■ What to work on
Render the material below as a two-column CSV with the columns instruction and points, one row per instruction. Put each field in double quotes and replace any line breaks inside a field with spaces.

■ Given records
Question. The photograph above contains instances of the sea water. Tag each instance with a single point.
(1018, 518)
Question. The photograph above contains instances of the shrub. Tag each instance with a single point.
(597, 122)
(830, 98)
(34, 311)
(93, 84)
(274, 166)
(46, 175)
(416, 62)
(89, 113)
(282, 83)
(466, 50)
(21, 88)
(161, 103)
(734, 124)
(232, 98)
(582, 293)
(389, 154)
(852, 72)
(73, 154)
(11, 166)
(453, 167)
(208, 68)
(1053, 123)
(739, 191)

■ Task solution
instruction,points
"Question. The photograph above contains instances of the sea water. Tag each instance with a single point.","(1018, 518)"
"Question. The photograph above contains instances of the shrub. Tag each instance with a single point.","(597, 122) (830, 98) (34, 311) (93, 84) (274, 166) (46, 175) (416, 62) (89, 113) (282, 83) (466, 50) (21, 88) (161, 103) (734, 124) (232, 98) (582, 293) (389, 154) (852, 72) (73, 154) (11, 166) (453, 167) (208, 68) (1053, 123) (739, 191)"